[REQUEST]:
Set down, word for word, every line from the start of the entries through the line containing "Outline every instance of the bush", inclusive.

[PROVIDED ENTRIES]:

__________

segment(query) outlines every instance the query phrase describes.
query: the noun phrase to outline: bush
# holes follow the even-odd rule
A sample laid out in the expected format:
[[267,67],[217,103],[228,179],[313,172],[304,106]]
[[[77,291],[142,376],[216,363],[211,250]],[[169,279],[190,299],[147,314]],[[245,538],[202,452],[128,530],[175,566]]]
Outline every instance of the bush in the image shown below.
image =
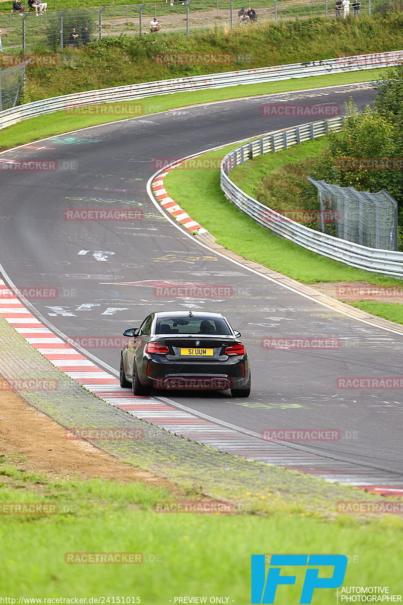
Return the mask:
[[373,10],[373,13],[386,16],[392,13],[403,12],[403,0],[386,0],[386,2],[378,4]]

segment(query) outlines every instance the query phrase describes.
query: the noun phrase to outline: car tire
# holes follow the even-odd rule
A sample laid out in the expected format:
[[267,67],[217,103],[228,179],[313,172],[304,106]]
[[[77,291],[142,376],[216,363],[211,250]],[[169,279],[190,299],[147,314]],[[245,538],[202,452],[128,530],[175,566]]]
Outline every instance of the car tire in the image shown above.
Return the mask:
[[134,364],[133,380],[132,381],[132,391],[134,395],[149,395],[151,387],[144,387],[140,382],[137,371],[137,366]]
[[124,376],[124,366],[123,365],[123,356],[120,356],[120,365],[119,366],[119,382],[121,388],[130,388],[132,386]]
[[242,388],[231,388],[231,394],[233,397],[249,397],[251,394],[251,377],[250,376],[248,384]]

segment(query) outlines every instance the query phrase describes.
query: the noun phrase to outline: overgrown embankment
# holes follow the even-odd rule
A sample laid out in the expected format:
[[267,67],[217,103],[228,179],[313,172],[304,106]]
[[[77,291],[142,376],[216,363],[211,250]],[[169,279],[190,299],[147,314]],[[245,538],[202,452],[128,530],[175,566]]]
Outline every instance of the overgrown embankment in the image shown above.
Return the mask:
[[[402,47],[400,13],[359,21],[314,18],[232,31],[216,27],[189,38],[174,33],[111,37],[84,48],[66,50],[58,56],[57,65],[28,67],[25,100]],[[48,50],[42,46],[35,51]],[[167,53],[170,58],[161,59],[161,53]]]

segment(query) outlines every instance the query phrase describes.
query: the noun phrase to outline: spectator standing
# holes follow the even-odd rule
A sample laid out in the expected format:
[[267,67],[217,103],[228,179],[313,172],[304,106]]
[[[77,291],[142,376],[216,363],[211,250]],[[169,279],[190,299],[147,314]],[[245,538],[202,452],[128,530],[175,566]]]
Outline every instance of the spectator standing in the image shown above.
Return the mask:
[[[243,23],[244,21],[249,21],[249,17],[248,16],[248,13],[247,13],[246,10],[245,10],[245,7],[244,6],[242,7],[242,8],[240,9],[240,10],[238,11],[238,16],[239,18],[239,24],[240,25],[241,23]],[[247,19],[244,19],[243,18],[244,17],[247,17],[248,18]]]
[[150,21],[150,31],[151,33],[158,33],[161,29],[160,22],[157,21],[156,17],[154,17],[152,21]]
[[24,13],[24,7],[19,0],[13,0],[13,10],[15,13],[19,13],[20,15],[22,15]]
[[251,21],[253,21],[253,23],[256,22],[256,21],[257,21],[256,18],[256,10],[254,10],[254,8],[251,8],[250,6],[248,7],[248,11],[247,12],[247,15],[249,17],[249,19]]
[[354,19],[359,15],[359,7],[361,5],[361,3],[359,2],[359,0],[354,0],[354,2],[352,2],[352,7],[354,9]]
[[35,14],[37,16],[38,11],[40,12],[40,8],[39,7],[39,2],[37,2],[36,0],[28,0],[28,5],[30,8],[32,8],[33,10],[35,11]]
[[85,46],[89,42],[89,32],[88,31],[88,28],[85,27],[83,31],[81,32],[81,40],[83,43],[83,46]]
[[76,31],[76,28],[73,27],[69,36],[68,44],[72,48],[77,48],[79,45],[79,34]]

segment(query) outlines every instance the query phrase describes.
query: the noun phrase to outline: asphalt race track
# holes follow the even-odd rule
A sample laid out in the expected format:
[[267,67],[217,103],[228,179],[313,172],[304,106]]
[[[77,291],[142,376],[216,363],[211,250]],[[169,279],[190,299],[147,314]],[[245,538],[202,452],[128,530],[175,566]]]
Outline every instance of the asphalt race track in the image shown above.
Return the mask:
[[[57,291],[56,298],[31,298],[34,312],[51,329],[82,339],[100,365],[115,370],[119,348],[94,346],[99,343],[86,339],[120,336],[152,310],[222,312],[247,346],[250,397],[231,399],[227,391],[170,391],[166,397],[196,414],[255,433],[337,430],[341,439],[310,443],[311,451],[399,471],[401,391],[344,390],[336,381],[401,376],[403,335],[349,318],[207,250],[166,220],[146,191],[161,165],[156,159],[181,158],[315,119],[263,116],[263,103],[342,104],[351,96],[363,108],[373,95],[370,85],[356,84],[223,102],[75,131],[5,152],[2,160],[76,163],[74,169],[65,171],[1,171],[0,258],[5,281],[19,289]],[[65,218],[67,209],[112,208],[141,209],[144,218]],[[164,298],[155,295],[147,280],[225,285],[233,287],[233,296]],[[341,346],[321,351],[260,346],[265,336],[286,336],[338,338]]]

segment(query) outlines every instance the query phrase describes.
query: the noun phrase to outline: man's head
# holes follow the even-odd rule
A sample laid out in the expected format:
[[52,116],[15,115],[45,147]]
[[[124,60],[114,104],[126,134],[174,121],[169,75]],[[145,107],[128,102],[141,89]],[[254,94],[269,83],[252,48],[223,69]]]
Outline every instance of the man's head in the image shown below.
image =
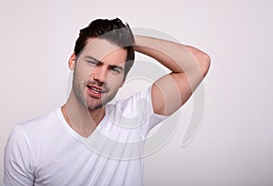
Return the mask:
[[133,46],[135,44],[134,35],[127,24],[124,24],[120,19],[96,19],[92,21],[88,26],[80,30],[78,38],[76,41],[74,52],[76,56],[87,45],[87,41],[92,37],[99,37],[108,42],[123,47],[127,51],[126,62],[125,65],[124,80],[132,67],[135,60]]
[[69,67],[81,105],[97,109],[116,96],[133,65],[134,43],[129,26],[117,18],[95,20],[80,31]]

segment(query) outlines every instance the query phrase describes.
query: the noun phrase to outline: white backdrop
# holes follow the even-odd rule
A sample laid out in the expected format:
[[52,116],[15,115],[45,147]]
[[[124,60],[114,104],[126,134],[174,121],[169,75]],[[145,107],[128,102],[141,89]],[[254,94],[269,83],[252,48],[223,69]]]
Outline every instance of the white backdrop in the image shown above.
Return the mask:
[[[197,137],[182,148],[187,123],[181,122],[168,143],[145,159],[145,185],[273,185],[273,3],[104,4],[1,2],[0,181],[4,148],[14,126],[66,101],[67,59],[78,30],[95,18],[118,16],[133,27],[167,33],[205,50],[212,59],[205,80],[206,110]],[[190,114],[189,105],[181,112]]]

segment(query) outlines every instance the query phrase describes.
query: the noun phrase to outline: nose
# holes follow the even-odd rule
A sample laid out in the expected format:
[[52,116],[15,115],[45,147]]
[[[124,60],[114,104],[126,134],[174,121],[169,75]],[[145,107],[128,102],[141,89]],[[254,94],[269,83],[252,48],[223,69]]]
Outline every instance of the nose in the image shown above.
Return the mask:
[[107,69],[105,69],[103,67],[96,67],[91,72],[93,79],[100,83],[105,83],[107,78]]

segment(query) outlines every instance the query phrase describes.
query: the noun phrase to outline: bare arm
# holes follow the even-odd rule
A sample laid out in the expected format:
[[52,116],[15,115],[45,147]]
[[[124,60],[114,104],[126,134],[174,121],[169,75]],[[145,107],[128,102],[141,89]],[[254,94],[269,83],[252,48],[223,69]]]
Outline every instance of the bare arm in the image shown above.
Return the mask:
[[193,46],[142,36],[135,36],[135,39],[136,52],[155,58],[172,71],[152,86],[154,111],[170,115],[189,98],[202,81],[210,58]]

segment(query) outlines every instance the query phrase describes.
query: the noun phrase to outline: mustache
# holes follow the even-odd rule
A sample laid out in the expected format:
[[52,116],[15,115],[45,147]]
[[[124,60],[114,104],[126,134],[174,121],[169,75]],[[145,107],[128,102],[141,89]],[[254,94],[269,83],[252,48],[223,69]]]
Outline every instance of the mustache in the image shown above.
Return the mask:
[[96,86],[96,87],[102,88],[102,89],[104,91],[109,90],[109,88],[107,87],[106,83],[96,81],[96,80],[87,81],[86,86]]

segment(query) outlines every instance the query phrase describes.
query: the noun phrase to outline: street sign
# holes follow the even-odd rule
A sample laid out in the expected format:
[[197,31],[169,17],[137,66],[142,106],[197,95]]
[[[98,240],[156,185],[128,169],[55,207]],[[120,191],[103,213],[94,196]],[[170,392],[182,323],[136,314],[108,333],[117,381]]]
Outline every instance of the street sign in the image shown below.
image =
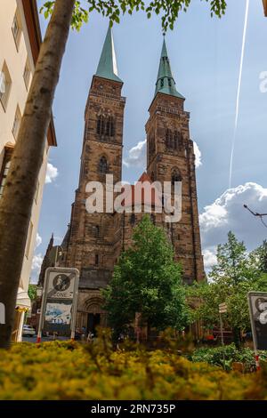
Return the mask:
[[220,303],[219,305],[219,313],[227,313],[227,305],[225,302]]
[[255,350],[267,350],[267,293],[247,293]]
[[37,341],[42,331],[74,338],[78,280],[77,269],[46,269]]

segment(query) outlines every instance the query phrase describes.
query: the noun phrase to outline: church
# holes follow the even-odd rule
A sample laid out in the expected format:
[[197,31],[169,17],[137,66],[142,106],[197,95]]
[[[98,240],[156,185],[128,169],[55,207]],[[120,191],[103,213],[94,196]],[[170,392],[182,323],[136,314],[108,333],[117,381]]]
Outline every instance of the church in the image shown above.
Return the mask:
[[[93,331],[106,324],[101,289],[112,277],[121,252],[131,245],[133,229],[143,216],[135,213],[86,211],[88,181],[105,187],[106,174],[114,183],[122,181],[123,127],[125,98],[122,95],[111,28],[104,41],[97,71],[93,76],[85,111],[79,182],[71,208],[69,229],[62,242],[61,267],[80,272],[77,326]],[[152,202],[152,221],[165,229],[173,244],[175,260],[182,266],[186,284],[205,278],[198,224],[193,141],[185,98],[178,92],[164,39],[154,97],[145,125],[147,167],[140,181],[182,182],[182,218],[166,222]],[[134,186],[133,186],[134,189]],[[144,201],[141,202],[145,205]]]

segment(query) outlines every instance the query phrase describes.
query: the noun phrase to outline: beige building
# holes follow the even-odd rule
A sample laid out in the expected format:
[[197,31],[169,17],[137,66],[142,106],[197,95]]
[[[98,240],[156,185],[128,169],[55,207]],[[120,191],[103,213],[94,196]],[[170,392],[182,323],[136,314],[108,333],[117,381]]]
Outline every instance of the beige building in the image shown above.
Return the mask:
[[[14,149],[28,92],[41,44],[36,0],[1,0],[0,14],[0,198]],[[28,287],[45,181],[50,146],[56,146],[53,122],[40,170],[20,276],[17,325],[13,339],[21,339]]]

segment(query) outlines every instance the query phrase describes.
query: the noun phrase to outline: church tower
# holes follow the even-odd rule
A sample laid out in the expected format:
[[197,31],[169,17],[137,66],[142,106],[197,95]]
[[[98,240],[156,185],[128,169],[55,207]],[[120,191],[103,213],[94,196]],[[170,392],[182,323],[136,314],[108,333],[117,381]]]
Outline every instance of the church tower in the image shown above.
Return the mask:
[[64,238],[64,267],[80,271],[77,326],[93,330],[103,324],[100,288],[110,279],[120,252],[117,219],[113,213],[89,213],[85,208],[88,181],[100,181],[105,196],[106,174],[121,181],[123,123],[125,99],[117,76],[111,28],[109,28],[85,112],[85,133],[78,189]]
[[195,155],[190,137],[190,114],[178,92],[164,39],[155,95],[146,124],[147,172],[150,179],[182,181],[182,219],[171,223],[175,258],[190,284],[205,277],[198,224]]

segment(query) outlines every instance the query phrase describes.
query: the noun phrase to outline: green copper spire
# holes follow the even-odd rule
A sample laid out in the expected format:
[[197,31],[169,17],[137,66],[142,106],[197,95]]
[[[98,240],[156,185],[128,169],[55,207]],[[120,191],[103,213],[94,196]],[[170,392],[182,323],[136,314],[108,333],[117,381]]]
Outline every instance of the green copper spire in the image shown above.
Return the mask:
[[158,92],[163,92],[165,94],[170,94],[171,96],[176,96],[180,97],[181,99],[184,99],[184,97],[177,92],[175,87],[175,82],[172,74],[165,38],[163,40],[155,96]]
[[101,56],[95,75],[102,78],[108,78],[109,80],[122,83],[122,80],[117,76],[113,35],[110,28],[108,28]]

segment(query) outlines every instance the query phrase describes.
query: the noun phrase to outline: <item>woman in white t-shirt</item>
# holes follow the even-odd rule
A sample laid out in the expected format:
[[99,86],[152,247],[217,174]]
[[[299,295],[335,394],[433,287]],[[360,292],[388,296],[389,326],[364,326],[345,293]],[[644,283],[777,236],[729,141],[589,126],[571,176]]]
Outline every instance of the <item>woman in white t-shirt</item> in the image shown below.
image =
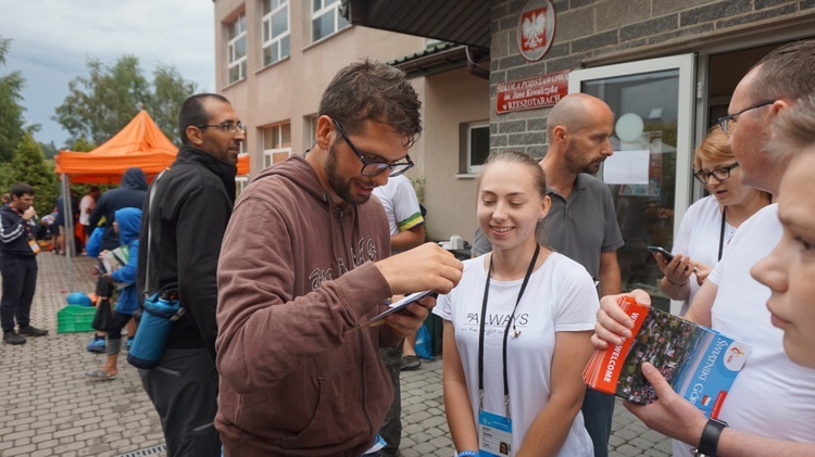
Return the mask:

__________

[RESULT]:
segment(query) outlines every instance the query phrase describes.
query: the noun phrase to outline: bush
# holes follow the even-odd rule
A sample laid out in the expected format:
[[267,67],[217,103],[228,179],[313,172],[304,106]]
[[[77,291],[142,376],[216,363],[211,250]],[[169,279],[190,299],[147,314]],[[245,538],[202,452],[128,530],[175,566]]]
Outline every instance of the bush in the image shown below.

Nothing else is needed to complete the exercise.